(Pointing records for named objects)
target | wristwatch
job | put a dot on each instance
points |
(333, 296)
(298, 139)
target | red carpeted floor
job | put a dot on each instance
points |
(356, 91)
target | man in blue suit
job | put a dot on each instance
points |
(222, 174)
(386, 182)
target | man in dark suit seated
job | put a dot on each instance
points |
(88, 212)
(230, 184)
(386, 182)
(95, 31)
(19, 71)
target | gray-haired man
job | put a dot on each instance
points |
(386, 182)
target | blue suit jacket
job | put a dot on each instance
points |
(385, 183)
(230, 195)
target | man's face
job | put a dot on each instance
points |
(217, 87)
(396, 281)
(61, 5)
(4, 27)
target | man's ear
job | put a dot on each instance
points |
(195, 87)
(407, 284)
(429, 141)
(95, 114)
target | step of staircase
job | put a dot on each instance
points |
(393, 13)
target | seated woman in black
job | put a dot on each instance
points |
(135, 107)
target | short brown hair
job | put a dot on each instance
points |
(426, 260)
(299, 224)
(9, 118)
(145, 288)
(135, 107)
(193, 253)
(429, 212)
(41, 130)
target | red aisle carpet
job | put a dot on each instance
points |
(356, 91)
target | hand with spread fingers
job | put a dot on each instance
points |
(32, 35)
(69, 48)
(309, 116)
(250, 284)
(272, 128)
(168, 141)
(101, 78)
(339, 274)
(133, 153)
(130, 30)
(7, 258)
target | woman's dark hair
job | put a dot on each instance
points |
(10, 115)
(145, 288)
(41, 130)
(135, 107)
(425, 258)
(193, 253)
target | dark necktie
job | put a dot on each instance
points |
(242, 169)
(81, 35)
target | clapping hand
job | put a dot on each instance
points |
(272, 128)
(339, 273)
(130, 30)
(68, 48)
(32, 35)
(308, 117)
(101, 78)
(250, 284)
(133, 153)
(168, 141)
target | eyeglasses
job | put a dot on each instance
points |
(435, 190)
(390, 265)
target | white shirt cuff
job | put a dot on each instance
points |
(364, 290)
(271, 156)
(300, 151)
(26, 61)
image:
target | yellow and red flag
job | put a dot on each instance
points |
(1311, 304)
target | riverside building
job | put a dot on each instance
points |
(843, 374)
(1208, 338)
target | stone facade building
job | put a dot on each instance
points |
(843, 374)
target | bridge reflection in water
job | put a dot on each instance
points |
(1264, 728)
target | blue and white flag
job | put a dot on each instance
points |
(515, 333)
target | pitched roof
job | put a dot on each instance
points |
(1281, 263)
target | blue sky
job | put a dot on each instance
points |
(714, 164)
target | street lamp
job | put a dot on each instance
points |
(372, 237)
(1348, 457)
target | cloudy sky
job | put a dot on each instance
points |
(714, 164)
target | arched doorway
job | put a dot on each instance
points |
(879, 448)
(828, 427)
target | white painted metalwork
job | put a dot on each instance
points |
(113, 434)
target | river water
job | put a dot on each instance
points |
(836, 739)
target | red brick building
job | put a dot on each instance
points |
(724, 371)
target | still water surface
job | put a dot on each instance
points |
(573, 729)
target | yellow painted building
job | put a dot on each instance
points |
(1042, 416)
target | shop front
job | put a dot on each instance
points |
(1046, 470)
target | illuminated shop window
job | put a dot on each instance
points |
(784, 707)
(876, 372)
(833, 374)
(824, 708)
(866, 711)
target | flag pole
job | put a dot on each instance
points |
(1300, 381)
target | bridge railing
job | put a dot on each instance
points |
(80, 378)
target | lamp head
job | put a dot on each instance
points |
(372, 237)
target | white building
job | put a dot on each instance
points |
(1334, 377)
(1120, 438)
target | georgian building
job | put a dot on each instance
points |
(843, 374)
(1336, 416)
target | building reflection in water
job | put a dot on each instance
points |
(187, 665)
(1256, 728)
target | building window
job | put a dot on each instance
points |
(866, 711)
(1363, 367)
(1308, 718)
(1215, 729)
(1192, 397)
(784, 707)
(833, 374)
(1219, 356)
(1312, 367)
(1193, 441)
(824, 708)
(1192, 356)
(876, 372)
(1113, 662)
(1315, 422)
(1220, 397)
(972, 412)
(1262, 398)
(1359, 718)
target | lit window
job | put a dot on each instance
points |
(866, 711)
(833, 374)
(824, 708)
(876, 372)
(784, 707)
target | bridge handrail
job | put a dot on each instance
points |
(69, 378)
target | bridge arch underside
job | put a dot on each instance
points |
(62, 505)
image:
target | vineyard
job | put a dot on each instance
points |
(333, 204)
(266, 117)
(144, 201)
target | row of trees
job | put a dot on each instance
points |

§ Task
Reproduce word for word the stretch of the data from the line that contains "target | blue sky" through the line that contains "(1359, 718)", including both of those lines.

§ Task response
target | blue sky
job | put a dot on each instance
points |
(714, 164)
target | street lamp
job | put a dot on each instance
points |
(372, 237)
(1348, 457)
target | cloudy sky
job | put a dot on each instance
points |
(714, 164)
target | arched doorway
job | put a dot on each instance
points |
(879, 448)
(828, 427)
target | white painted metalwork
job | put a dot on each instance
points |
(113, 434)
target | river water
job | put a dot on each instance
points |
(836, 739)
target | red brick building
job | put a dot on each instance
points |
(724, 371)
target | still water surface
job | put a dot on each instance
points |
(573, 729)
target | yellow painted building
job | put a dot on each instance
points |
(1042, 416)
target | shop front
job | put a dot on each instance
points |
(1046, 470)
target | illuminated shop window
job | put a dot on each instance
points |
(784, 707)
(876, 372)
(833, 374)
(824, 708)
(866, 711)
target | flag pole
job | put a dot on each instance
points |
(1300, 381)
target | bridge railing
job | put a dot on each instance
points |
(80, 378)
target | lamp head
job | put a dot on each instance
points |
(372, 237)
target | white building
job | put a dot on each instance
points |
(1334, 377)
(1120, 438)
target | georgian building
job | put a dot on each instance
points |
(843, 374)
(1336, 416)
target | building reflection in water
job | put a dot on each instance
points |
(187, 665)
(1256, 728)
target | building window
job | put a dot on each instance
points |
(866, 711)
(1363, 367)
(1308, 718)
(1215, 729)
(1192, 397)
(784, 707)
(833, 374)
(1219, 356)
(1312, 367)
(1193, 441)
(824, 708)
(1192, 356)
(876, 372)
(1113, 662)
(1315, 422)
(1220, 397)
(972, 412)
(1262, 398)
(1359, 718)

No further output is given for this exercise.